[TEXT EXTRACT]:
________________
Installing Discourse Behind Reverse Proxy using recommended (supported) installation

In this post, I will show you exactly how to run discourse behind a nginx reverse proxy. While still using the supported installation methods.

Requirements:

  1. Valid domain name.
  2. Valid ssl certificate.
  3. Valid DNS entries pointing to the domain name.
  4. Valid working email server or smtp provider.
  5. Working Nginx Reverse Proxy and ability to reach the instance and create the SSL cert for later use.
  6. VM or LxC container that can run docker.

For this guide I will be using my own instance as an example, with all features working, backups, upgrading etc. Tested for around 2 weeks.

My Discourse VM Specs:

  • CPU: 4 Cores
  • Ram: 6GB
  • Swap: 8GB (SSD swapfile)
  • Storage: 50GB (SSD)
  • OS: Ubuntu 22.04.3

You can use the minimum but when testing. Discourse basically abuses 2GB easily. Inactive usage is about 1.48GB of 6GB.

NOTE: This install uses the reverse proxy to create the ssl certificates. certbot can be used if preferred.

STEP 1:

Download the latest ubuntu server from https://ubuntu.com/download/server

STEP. 2:

  1. Install Ubuntu sever on the VM/LxC template
    1.1 Make sure ubuntu is up-to-date with all server packages.
________________
[THE TASKS]:
1. Transcribe the part of the Discourse install guide that begins with the words containing "3. Valid DNS" and ends with "around 2 weeks.".
2. Go on with the Discourse install guide from its last sentence.

Items listed in a dataset:
________________
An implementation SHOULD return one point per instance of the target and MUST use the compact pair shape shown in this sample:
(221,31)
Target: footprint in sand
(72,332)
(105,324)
________________
[PER-TASK OUTPUTS]:
1.
3. Valid DNS entries pointing to the domain name.
  4. Valid working email server or smtp provider.
  5. Working Nginx Reverse Proxy and ability to reach the instance and create the SSL cert for later use.
  6. VM or LxC container that can run docker.

For this guide I will be using my own instance as an example, with all features working, backups, upgrading etc. Tested for around 2 weeks.

2.
  2. Use the following commands to install all required packages:
apt update -y && apt upgrade -y && apt wget curl zip git docker.io nginx -y && reboot

STEP 3:
Installing Discourse. Following the Beginner Guide discourse/docs/INSTALL-cloud.md at main · discourse/discourse · GitHub

ssh into your server and simply enter the following:

sudo -s
git clone https://github.com/discourse/discourse_docker.git /var/discourse
cd /var/discourse
chmod 700 containers

After completing the above. You can then run the ./discourse-setup

Follow all the steps and enter them correctly, As this would be vital for a successful install.
The steps would ask the following; example from the setup guide:

Let the install run it may take a while depending on your internet connection and sever specs. It took around 5-8 minutes to fully complete the install using my VM setup.

STEP 4:

Once the installation has completed you will then see the start command that the docker container is using and the generated container ID (hash).

NOTE: Since you are behind a proxy via the WAN it would show you a 502 error and since the container is using dockers network. It will be unreachable by the WAN or LAN, unless you connect to the 172.17.0.1/16 network, which we will not be needing.

Double check that the installation has completed and the docker container is running using:

docker ps

You should get the following output.

CONTAINER ID   IMAGE                 COMMAND        CREATED      STATUS       PORTS     NAMES
XXXXXX   local_discourse/app   "/sbin/boot"   6 days ago   Up 7 hours             app

STEP 5:
Updating the app.yml file to fit the reverse proxy configuration.

Using your preferred text editor open /var/discourse/container/app.yml
Replace/Comment out the following lines: (this will be handled by the local Nginx)

  #- "templates/web.ssl.template.yml"
  #- "templates/web.letsencrypt.ssl.template.yml"

Immediately after the #- "templates/web.letsencrypt.ssl.template.yml" add the following:

- "templates/web.socketed.template.yml"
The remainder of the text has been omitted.